Passage shown:
"""
08

Relaxing All Day On A Peak



This body's existence is like a bubble’s

may as well accept what happens

events and hopes seldom agree

but who can step back doesn't worry

we blossom and fade like flowers

gather and part like clouds

worldly thoughts I forgot long ago

relaxing all day on a peak.



— Stonehouse, translated by Red Pine in The Mountain Poems Of Stonehouse, Copper Canyon Press


Thank you for calling The Botanarchy Hotline. The Botanarchy Hotline is medicine disguised as a poem, delivered through the portal of your phone. It’s a ham-radio séance between you and the living Earth, for those ready to be bewildered back to life.

The transmission at the end of your telephone line is Episode 8: Relaxing All Day On A Peak. It’s the first flush of summer, the air is thick with cottonwood confetti, and today we’re doing the hardest thing of all: absolutely nothing.

This week’s poem and idleness transmission comes from Master Shiwu — also known as Stonehouse, which is exactly the kind of name you get if you spend your life in a cave writing poems that double as instructions for how to vanish into stillness and stay there forever. 

A Chinese Chan poet, hermit monk, and perpetual wiseacre who lived during the Yuan Dynasty, Stonehouse used his poetry as a medium of instruction for Dharma. Reading Stonehouse is like soaking your bones in river rock riddles... spare, clear, and weathered into truth by a long apprenticeship with silence. His verses are deceptively simple, full of plain speech and mountain solitude, but they open like trapdoors into deep spiritual terrain.
"""
Exercise details: In one to three sentences, explain why the Botanarchy Hotline text calls Stonehouse a fitting name for Master Shiwu. The lines that come next are separate material and have no connection to the Botanarchy Hotline text.

Data provided:
"""
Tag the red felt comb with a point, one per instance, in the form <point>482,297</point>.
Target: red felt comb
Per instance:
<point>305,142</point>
"""
Answer to this exercise: The text says Stonehouse is exactly the kind of name you get if you spend your life in a cave writing poems. Those poems also serve as instructions for how to vanish into stillness and stay there forever.